To do - Report each line in the rows below that contains the word "tree", copying the line unchanged.

Dataset rows about object locations -
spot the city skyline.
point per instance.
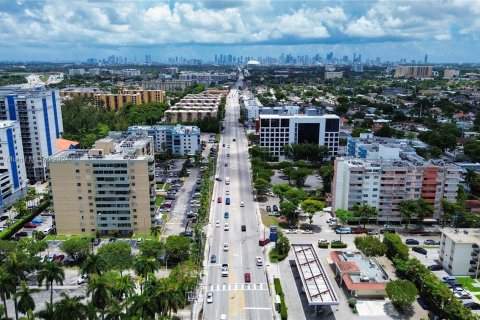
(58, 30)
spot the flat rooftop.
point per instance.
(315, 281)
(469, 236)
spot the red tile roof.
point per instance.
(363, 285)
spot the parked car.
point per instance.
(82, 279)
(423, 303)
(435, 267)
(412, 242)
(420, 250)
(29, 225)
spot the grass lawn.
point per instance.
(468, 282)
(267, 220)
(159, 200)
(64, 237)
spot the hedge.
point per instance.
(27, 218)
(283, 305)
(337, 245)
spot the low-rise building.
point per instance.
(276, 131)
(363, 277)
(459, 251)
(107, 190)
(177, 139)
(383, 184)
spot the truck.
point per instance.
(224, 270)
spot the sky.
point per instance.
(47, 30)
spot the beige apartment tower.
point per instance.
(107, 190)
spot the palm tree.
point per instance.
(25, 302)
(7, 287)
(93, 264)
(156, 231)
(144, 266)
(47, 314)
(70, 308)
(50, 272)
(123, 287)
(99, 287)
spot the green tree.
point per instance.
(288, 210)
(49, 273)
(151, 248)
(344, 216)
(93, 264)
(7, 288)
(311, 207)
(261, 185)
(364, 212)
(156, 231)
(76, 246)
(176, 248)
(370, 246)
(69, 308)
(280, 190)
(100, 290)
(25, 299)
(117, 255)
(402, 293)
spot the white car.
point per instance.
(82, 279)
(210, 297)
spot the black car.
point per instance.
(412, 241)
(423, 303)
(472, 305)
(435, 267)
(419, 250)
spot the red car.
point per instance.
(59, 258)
* * *
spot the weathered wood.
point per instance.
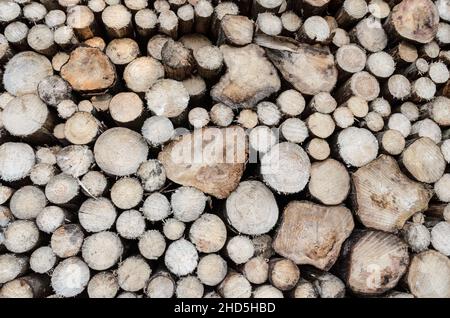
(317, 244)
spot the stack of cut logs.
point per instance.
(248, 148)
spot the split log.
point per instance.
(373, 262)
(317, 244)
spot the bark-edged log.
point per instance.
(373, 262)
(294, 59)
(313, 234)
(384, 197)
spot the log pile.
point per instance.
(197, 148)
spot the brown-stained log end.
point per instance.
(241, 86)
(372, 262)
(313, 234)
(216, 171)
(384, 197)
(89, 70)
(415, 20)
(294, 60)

Solved problem -
spot the palm tree.
spot the green tree.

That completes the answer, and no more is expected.